Posted on by & filed under ebooks, epub.

The vast majority of ebooks today have print cousins, despite some recent digital-only publishing news. As a consequence, many people creating ePubs want to know how to tie references to the printed pages back into the ebook. My personal opinion is that this sort of print-centrism is unnecessary for the vast majority of titles1, but there are times when mapping the ebook to the printed book pages does make a lot of sense. Unfortunately, there’s no perfect solution at this time, but there are two options.

page-map

Adobe was motivated to provide a solution to this problem in Digital Editions before other reading systems, and they came up with a mechanism called page-map. The Adobe EPUB Best Practices Guide describes the issue:

There is no inherent linear navigation indicator which could be used for the same purpose that page number is used in the printed document world.

There is no way for an eBook to incorporate page number information for the printed edition of the same book.

Adobe developed an extension called page-map, documented in the sme Best Practices Guide, that provides a solution. To implement page-map, the creator includes a special page-map file in the ePub and references that file in the OPF metadata. This file gives a (page #) name to each pointer to a specific location within the content.

Here’s an example (note that many of the content files in the preface don’t span more than one page):

<page-map xmlns="http://www.idpf.org/2007/opf">
  <page name=""  href="strandedwithaspy_cov.html"/>
  <page name="" href="strandedwithaspy_intro.html"/>
  <page name="1" href="strandedwithaspy_fm01.html"/>
  <page name="2" href="strandedwithaspy_fm02.html"/>
  <page name="3" href="strandedwithaspy_tp01.html"/>
  <page name="5" href="strandedwithaspy_adc01.html"/>
  <page name="5" href="strandedwithaspy_ata01.html"/>
  <page name="6" href="strandedwithaspy_ded01.html"/>
  <page name="" href="strandedwithaspy_con01.html"/>
  <page name="7" href="strandedwithaspy_fm03.html"/>
  <page name="8" href="strandedwithaspy_fm03.html#page8"/>
  <page name="9" href="strandedwithaspy_fm03.html#page9"/>
  <page name="10" href="strandedwithaspy_ch01.html"/>
  <page name="11" href="strandedwithaspy_ch01.html#page11"/>
  <page name="12" href="strandedwithaspy_ch01.html#page12"/>

Pages in Action

How does page-map actually look in Digital Editions?

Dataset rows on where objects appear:

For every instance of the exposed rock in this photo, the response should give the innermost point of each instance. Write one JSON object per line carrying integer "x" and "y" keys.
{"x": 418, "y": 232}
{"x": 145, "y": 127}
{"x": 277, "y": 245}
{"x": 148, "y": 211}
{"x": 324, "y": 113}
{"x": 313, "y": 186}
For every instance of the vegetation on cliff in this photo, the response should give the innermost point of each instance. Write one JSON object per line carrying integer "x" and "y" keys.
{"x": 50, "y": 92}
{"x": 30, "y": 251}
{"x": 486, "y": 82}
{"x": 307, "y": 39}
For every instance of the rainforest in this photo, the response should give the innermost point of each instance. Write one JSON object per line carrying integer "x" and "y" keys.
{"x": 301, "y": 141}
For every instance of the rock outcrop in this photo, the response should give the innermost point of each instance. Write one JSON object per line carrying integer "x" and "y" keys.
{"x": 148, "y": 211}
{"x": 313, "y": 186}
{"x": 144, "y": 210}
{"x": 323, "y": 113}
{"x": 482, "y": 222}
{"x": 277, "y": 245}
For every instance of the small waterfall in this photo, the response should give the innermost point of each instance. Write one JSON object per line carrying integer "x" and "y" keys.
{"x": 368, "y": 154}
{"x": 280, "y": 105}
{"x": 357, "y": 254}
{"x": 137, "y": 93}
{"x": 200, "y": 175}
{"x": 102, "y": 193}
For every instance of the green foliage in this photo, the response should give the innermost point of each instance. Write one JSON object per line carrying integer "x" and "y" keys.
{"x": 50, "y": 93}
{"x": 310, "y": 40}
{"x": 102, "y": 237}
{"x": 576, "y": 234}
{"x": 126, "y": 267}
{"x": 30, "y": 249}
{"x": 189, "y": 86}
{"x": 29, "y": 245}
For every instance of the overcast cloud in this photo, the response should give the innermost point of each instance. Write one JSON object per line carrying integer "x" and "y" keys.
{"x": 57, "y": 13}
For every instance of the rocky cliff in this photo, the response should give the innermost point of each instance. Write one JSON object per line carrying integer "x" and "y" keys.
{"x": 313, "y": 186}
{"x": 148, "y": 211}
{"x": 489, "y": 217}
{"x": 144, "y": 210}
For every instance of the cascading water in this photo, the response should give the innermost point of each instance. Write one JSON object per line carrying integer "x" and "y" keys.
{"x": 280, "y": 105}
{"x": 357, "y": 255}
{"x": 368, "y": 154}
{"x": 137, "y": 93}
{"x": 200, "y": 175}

▸ **REQUIREMENTS**:
**1.** List every file named in the page-map example of the article on ePub page mapping whose page name is left empty.
**2.** Pick up the article on ePub page mapping after its final line and write the next part of it.

▸ **ANSWERS PER TASK**:
**1.** strandedwithaspy_cov.html, strandedwithaspy_intro.html, strandedwithaspy_con01.html

**2.**
An annotated screenshot of a real-world use of the Adobe page-map extension

An annotated screenshot of a real-world use of the Adobe page-map extension

The catch? page-map is (intentionally) an extension to ePub and adding a page-map file to your ePub will make it invalid. On top of that, unless the reading systems is based on Adobe software (like Digital Editions and the Sony Reader), page-map will have no effect.

Pages in Digital Editions (without a page-map)

So, why do you always see these pages in Digital Editions, regardless? An un/fortunate feature of Digital Editions is the addition of the page-map-like display of pages, even if the ePub doesn’t include any page-map file. Here’s Adobe’s Best Practices again, describing how it chunks any content into a regular size, then labels each chunk a page:

When page map is not available in the document, Adobe Digital Editions will synthesize a page-map based on the document content. The approach used is the following:

Determine a compressed byte length of each resource which is referenced in the spine, subtracting any known encryption overhead (IV size)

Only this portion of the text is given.